→ **DATA SHOWN**:
——

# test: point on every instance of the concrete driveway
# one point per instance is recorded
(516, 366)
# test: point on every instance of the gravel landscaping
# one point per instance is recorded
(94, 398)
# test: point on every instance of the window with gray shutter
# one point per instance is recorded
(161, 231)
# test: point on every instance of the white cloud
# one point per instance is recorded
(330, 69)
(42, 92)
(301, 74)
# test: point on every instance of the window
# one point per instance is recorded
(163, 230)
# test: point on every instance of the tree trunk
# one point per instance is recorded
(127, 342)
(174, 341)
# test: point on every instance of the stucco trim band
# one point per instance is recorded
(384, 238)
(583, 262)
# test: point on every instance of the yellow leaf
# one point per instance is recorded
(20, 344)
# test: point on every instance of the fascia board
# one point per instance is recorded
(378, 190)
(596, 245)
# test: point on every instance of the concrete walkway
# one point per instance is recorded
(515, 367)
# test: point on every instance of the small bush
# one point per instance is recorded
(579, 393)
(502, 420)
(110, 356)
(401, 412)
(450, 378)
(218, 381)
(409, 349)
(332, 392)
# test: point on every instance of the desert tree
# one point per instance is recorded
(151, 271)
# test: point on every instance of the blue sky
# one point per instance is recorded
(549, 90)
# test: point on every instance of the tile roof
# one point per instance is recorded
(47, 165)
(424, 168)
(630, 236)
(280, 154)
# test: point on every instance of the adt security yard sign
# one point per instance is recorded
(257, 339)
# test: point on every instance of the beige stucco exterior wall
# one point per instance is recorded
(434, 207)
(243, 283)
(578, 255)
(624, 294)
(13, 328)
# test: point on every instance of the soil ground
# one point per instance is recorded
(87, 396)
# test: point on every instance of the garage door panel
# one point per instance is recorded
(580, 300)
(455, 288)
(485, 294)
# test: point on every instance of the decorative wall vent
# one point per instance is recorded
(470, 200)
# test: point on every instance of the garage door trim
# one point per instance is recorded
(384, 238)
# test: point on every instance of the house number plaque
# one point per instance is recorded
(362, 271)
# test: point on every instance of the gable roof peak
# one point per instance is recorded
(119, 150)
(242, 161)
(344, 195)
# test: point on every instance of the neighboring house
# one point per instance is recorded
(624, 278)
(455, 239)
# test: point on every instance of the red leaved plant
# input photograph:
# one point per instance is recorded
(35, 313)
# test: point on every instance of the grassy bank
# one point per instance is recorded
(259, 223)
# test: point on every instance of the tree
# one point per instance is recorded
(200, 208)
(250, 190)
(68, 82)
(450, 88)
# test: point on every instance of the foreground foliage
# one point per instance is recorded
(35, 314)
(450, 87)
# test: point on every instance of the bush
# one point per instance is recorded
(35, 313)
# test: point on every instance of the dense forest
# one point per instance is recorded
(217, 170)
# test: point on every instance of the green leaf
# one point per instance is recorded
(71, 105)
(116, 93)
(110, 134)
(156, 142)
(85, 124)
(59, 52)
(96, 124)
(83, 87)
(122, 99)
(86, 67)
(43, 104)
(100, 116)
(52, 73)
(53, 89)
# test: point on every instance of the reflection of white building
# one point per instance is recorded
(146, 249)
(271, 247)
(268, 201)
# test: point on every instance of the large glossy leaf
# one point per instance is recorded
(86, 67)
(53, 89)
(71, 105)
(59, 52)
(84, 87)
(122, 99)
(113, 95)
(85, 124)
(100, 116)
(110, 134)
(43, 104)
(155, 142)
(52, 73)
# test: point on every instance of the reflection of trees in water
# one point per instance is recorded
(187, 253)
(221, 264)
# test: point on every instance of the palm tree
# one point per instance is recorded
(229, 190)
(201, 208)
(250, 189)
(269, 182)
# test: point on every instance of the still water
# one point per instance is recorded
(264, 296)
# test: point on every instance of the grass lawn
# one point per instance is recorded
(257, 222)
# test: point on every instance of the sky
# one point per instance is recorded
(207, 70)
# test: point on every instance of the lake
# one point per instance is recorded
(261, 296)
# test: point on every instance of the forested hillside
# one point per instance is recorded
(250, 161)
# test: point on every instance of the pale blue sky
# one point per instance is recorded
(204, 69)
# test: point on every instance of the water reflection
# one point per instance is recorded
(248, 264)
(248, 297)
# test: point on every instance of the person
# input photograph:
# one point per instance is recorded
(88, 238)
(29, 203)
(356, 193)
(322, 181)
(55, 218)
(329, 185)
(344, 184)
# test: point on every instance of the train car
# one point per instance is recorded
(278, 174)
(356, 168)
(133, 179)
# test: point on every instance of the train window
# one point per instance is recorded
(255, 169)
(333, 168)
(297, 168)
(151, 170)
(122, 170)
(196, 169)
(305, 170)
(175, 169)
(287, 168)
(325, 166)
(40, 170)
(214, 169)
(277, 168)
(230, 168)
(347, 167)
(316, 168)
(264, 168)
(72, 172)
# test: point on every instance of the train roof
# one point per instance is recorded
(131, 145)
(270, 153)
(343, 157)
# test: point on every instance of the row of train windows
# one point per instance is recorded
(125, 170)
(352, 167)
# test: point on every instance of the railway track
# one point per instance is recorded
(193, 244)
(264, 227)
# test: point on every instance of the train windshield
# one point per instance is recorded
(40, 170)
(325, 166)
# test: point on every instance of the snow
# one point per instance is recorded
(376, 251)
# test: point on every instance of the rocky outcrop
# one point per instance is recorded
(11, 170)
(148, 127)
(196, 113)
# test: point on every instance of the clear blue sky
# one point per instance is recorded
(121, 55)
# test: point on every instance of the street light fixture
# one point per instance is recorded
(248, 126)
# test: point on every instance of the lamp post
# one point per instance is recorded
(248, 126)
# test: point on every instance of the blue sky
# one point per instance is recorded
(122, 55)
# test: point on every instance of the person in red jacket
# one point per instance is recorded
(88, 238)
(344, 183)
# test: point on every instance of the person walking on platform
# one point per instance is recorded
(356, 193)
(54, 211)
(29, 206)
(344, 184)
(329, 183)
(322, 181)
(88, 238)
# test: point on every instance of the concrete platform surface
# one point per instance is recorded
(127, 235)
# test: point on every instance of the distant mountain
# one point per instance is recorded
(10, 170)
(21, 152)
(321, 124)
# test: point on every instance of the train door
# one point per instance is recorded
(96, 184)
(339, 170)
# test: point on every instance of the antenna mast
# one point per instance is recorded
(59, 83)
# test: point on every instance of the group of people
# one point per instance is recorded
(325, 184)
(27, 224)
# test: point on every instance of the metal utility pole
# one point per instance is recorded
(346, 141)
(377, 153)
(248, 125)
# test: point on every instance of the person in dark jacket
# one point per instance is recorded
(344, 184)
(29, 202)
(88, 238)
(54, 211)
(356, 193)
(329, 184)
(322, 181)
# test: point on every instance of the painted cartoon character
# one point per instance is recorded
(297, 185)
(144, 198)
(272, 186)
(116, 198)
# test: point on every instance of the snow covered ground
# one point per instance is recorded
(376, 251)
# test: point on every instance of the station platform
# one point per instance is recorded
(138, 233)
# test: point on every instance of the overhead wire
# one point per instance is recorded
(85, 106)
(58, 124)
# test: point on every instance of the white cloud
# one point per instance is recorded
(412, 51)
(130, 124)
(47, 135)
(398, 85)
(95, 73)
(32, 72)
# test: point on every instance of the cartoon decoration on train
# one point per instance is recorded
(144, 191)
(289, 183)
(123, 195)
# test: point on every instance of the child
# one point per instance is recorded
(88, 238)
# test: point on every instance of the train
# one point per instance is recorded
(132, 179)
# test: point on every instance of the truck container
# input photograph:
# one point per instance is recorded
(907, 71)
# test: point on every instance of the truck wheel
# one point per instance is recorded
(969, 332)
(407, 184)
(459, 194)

——

Return the line that contains "# test: point on every instance of the cartoon" and all lines after it, verbatim, and nothing else.

→ **SOLUTION BELOW**:
# test: point on every instance of the cartoon decoration on train
# one point per instance is recorded
(144, 191)
(289, 183)
(123, 195)
# test: point on every instance of the child
# one point per instance is recorded
(88, 238)
# test: point on every instance of the train
# one point per instance is recorded
(132, 179)
# test: point on every instance of the truck container
# input photograph:
# one point per instance is recorded
(907, 71)
# test: point on every instance of the truck wheel
# one point per instance is recorded
(969, 332)
(407, 184)
(459, 194)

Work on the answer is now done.